START Working data
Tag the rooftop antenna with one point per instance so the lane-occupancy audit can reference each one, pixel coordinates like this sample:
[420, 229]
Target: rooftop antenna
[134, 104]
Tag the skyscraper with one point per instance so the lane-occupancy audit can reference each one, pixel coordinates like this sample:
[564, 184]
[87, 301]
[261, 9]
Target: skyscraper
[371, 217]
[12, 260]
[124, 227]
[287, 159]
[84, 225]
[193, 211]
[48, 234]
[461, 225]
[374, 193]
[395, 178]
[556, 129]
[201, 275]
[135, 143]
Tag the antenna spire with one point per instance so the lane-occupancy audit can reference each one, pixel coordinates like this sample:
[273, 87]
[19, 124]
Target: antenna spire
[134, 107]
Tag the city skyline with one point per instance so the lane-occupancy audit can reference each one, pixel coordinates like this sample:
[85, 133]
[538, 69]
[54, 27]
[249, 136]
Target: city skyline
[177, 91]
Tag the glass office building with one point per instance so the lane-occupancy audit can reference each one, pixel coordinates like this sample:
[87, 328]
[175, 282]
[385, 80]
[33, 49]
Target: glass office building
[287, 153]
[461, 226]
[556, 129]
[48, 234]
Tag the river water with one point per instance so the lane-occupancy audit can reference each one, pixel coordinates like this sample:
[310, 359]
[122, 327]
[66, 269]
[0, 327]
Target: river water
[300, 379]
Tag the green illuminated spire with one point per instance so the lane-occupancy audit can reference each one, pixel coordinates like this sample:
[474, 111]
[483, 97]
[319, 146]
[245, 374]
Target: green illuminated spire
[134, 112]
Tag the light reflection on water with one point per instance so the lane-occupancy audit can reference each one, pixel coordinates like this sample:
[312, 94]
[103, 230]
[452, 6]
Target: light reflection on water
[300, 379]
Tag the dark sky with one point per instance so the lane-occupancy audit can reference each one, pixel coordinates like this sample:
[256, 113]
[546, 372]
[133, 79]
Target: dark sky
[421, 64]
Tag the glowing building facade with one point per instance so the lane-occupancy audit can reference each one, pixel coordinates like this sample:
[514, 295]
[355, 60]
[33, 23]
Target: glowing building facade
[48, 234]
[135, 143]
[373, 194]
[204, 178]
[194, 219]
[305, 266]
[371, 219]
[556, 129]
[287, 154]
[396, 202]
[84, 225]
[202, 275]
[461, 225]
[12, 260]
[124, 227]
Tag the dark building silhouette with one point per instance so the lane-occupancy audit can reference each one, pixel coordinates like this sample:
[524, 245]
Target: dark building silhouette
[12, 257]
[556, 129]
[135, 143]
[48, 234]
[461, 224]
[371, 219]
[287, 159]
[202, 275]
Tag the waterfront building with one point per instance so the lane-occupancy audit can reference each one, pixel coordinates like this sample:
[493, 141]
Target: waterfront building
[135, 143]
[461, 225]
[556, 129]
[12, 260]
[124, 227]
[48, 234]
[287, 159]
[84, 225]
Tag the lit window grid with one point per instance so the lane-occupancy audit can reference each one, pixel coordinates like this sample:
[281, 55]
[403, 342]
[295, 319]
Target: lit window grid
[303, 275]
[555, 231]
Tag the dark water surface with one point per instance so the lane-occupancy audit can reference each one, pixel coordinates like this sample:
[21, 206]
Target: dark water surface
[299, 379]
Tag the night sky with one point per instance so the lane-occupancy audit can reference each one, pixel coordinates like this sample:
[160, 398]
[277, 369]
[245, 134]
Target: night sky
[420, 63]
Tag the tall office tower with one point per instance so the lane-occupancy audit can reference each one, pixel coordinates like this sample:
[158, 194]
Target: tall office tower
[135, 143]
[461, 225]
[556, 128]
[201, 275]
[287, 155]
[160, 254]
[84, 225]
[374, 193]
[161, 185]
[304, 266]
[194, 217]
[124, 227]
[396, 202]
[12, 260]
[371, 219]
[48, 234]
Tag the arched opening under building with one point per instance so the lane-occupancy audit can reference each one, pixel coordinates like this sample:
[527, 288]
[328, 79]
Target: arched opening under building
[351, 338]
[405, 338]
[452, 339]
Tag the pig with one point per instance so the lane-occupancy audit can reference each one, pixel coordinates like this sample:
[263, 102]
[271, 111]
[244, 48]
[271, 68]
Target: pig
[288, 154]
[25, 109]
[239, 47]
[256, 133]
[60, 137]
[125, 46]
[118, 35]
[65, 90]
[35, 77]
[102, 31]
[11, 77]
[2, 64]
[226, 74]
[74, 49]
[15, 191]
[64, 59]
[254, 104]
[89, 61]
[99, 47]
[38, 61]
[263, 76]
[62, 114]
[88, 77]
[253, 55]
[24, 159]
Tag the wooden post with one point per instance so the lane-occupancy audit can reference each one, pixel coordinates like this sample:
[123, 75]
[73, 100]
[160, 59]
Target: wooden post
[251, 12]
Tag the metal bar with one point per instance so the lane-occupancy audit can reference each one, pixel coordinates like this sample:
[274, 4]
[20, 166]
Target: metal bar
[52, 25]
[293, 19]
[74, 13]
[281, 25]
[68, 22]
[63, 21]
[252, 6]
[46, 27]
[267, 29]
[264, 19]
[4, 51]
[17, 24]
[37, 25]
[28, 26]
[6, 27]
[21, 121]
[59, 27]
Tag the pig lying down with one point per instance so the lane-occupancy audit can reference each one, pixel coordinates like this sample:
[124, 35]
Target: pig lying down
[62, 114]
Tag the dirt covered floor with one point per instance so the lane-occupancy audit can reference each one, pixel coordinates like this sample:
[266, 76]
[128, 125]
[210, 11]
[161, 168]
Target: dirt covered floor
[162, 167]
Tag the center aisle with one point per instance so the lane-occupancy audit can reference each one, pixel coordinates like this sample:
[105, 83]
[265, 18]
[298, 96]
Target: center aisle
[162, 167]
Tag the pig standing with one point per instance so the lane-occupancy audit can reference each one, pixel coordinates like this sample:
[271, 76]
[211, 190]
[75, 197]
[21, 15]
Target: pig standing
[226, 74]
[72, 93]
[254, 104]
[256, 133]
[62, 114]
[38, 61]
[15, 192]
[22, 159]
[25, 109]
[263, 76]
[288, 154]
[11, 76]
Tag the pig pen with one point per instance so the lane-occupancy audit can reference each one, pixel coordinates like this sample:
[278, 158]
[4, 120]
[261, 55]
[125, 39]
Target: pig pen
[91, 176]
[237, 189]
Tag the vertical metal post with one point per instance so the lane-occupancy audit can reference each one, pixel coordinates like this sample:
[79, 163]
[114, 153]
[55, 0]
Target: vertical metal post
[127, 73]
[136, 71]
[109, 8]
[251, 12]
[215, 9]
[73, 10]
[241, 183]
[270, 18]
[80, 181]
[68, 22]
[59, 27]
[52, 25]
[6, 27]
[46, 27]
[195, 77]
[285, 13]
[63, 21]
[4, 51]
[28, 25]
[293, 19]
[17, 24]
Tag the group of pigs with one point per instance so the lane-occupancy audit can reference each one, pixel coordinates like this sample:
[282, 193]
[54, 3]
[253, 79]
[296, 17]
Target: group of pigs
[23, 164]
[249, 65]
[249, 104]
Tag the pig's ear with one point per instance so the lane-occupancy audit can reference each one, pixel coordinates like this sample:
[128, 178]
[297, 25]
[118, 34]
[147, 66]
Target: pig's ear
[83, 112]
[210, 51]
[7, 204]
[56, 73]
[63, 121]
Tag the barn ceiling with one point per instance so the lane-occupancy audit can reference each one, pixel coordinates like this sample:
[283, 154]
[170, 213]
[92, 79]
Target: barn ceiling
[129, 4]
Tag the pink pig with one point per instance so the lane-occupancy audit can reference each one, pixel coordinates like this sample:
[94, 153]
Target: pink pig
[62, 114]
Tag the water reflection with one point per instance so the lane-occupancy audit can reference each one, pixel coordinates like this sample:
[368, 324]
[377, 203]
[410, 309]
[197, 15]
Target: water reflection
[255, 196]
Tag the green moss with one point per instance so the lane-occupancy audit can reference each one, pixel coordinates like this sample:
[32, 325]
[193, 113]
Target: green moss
END Working data
_Directions for this task_. Number of lines holding "moss" in the listing above: work it out and give that number alone.

_Answer to this exercise_. 2